==== DATASET RECORDS ====

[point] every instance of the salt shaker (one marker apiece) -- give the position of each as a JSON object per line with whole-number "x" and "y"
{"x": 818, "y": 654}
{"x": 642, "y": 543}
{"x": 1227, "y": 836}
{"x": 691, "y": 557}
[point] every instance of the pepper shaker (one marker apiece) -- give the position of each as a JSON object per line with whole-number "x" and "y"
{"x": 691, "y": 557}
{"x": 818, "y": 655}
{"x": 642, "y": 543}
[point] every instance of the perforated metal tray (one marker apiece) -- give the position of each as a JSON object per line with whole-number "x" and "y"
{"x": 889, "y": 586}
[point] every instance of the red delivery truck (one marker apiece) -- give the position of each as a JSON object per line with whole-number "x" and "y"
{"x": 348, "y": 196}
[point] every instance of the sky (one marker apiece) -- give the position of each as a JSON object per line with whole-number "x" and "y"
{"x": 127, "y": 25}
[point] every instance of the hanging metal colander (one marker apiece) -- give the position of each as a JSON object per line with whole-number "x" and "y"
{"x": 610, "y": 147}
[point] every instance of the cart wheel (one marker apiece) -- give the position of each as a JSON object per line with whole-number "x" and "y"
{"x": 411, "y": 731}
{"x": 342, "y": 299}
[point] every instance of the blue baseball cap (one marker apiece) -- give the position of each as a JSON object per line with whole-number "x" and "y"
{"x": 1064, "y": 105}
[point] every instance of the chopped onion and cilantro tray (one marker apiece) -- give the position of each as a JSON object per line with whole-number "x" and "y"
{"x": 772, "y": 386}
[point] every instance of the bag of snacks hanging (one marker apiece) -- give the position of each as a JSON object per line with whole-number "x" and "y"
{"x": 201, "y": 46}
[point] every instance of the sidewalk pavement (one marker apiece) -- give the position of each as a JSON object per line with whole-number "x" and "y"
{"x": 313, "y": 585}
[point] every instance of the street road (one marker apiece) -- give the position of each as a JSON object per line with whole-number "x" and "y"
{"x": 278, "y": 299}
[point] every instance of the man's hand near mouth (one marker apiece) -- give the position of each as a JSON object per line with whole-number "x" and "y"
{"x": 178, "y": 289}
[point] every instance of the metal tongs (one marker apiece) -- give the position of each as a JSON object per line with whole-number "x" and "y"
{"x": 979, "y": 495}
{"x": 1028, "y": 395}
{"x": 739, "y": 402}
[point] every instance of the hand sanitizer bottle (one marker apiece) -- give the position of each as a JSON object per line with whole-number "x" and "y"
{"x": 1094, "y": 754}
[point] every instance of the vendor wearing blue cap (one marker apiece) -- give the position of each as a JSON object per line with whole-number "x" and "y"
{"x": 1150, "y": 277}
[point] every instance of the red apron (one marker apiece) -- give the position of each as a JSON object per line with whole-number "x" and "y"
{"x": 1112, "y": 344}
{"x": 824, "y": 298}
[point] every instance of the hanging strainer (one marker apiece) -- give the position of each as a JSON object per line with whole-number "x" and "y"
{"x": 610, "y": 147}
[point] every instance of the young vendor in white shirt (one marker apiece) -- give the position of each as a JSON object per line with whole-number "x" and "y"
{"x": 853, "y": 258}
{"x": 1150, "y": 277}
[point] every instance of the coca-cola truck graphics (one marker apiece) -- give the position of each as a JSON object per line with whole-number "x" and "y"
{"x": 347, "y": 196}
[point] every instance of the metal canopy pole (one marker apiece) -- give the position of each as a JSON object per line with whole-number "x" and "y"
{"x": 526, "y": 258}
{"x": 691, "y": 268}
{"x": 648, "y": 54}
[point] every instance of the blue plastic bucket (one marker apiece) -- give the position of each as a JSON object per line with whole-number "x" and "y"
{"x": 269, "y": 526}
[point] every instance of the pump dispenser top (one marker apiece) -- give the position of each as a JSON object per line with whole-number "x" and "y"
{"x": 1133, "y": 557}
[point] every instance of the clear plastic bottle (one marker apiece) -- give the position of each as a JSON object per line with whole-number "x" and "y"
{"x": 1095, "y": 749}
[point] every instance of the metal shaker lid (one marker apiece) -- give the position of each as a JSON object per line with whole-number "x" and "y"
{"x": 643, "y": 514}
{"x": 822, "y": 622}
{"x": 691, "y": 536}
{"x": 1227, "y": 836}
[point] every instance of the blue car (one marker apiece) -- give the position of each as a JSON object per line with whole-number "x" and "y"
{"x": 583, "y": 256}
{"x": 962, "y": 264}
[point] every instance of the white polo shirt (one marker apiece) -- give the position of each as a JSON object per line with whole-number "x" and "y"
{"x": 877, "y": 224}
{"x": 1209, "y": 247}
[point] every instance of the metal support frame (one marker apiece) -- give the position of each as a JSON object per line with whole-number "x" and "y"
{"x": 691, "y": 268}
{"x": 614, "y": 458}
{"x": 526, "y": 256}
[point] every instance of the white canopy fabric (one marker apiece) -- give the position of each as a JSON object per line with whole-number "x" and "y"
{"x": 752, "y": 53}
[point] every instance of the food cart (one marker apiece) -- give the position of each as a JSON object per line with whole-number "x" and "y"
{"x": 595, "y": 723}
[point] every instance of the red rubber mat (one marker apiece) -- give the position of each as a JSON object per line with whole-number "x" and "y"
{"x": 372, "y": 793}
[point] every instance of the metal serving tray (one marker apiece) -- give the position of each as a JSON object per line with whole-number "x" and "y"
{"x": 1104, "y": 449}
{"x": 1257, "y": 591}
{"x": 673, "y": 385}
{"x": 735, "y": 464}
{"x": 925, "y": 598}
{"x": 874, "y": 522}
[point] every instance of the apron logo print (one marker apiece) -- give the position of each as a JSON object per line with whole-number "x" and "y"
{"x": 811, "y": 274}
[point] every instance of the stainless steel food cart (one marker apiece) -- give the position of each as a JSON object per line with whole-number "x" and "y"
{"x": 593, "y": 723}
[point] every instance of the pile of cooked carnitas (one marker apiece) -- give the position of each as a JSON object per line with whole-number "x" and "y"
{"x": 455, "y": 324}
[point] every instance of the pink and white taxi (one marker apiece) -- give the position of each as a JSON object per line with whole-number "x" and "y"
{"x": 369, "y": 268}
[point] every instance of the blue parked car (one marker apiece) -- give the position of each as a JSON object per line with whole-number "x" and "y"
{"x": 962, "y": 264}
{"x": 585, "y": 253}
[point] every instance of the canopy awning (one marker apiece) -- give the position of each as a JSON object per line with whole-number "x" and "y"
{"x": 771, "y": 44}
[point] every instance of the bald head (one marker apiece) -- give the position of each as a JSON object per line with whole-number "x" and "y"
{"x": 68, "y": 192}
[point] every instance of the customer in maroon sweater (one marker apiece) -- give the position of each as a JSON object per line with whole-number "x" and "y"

====

Your task is to return, exactly and on their own, the lines from the one containing "[point] every instance of the blue parked" through the last line of the listing.

- _TASK ANSWER_:
[point] every instance of the blue parked car (one marker apiece) -- give the position of each as a JSON object per line with whole-number "x" and "y"
{"x": 962, "y": 264}
{"x": 585, "y": 253}
[point] every instance of the canopy awning (one marker apiece) -- give the position of each as a JSON object per line with whole-number "x" and "y"
{"x": 771, "y": 44}
[point] every instance of the bald head (one marker apiece) -- give the position of each as a JSON object per line with whole-number "x" and "y"
{"x": 68, "y": 192}
[point] every instance of the customer in maroon sweater (one marker apiece) -- give the position of each as a JSON object per line with whole-number "x" and "y"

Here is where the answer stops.